┏━━

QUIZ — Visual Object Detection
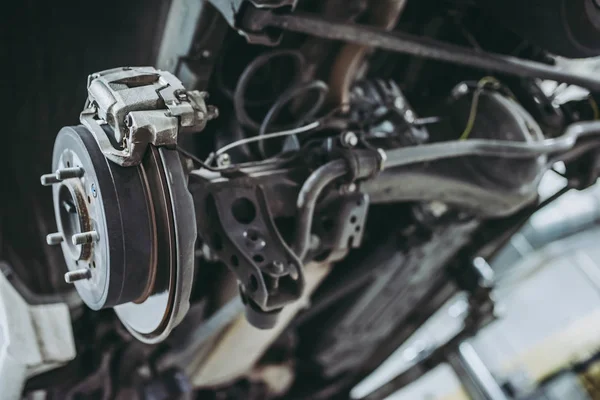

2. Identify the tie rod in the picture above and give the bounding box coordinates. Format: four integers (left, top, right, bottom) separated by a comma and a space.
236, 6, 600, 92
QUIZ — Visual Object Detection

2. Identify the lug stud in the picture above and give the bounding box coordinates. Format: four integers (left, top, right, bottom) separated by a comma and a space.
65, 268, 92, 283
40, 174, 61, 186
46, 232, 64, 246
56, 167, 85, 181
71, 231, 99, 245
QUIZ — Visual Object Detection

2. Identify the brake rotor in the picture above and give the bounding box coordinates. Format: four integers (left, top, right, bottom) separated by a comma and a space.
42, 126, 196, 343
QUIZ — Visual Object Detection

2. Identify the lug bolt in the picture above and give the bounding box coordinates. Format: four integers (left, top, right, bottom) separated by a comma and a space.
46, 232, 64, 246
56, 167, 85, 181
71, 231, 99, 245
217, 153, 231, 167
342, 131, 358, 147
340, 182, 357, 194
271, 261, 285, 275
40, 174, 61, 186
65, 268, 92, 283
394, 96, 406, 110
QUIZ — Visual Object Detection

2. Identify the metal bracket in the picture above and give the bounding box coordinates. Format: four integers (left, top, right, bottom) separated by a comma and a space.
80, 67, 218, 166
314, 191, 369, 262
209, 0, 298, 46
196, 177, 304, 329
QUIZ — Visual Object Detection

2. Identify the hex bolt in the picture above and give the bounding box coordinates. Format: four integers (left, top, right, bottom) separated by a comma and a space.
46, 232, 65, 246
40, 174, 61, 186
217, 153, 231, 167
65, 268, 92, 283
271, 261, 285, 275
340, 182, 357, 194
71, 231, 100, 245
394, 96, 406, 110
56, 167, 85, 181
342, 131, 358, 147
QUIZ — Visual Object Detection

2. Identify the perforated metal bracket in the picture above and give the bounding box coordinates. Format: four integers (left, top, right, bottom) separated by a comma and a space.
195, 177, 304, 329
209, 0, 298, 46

┗━━
┏━━

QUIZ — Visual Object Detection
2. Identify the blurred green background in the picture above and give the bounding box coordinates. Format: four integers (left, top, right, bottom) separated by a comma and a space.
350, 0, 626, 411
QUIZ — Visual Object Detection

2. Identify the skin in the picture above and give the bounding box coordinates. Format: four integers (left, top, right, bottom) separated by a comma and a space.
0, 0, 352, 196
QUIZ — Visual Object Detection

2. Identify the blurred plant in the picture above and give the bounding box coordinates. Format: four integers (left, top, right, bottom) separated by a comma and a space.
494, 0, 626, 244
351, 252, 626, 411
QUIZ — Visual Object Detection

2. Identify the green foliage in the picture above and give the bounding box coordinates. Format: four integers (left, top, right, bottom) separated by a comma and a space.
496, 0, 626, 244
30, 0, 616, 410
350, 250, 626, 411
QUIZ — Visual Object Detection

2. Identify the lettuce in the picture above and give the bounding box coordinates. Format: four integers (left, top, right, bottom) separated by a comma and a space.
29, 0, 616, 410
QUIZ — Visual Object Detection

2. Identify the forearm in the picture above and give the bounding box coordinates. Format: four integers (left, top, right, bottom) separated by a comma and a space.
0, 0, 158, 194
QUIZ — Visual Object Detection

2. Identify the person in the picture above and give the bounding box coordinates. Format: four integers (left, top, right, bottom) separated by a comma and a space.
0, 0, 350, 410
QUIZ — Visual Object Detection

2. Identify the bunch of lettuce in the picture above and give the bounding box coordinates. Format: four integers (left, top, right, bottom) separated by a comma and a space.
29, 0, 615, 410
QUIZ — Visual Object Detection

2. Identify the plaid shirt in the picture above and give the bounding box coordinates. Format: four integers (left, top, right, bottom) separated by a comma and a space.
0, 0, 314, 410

┗━━

▶ [PROBLEM] Determine how many lines of the records above contain the string "bracket". Respond with that number alone.

▶ [TASK ANSWER] 2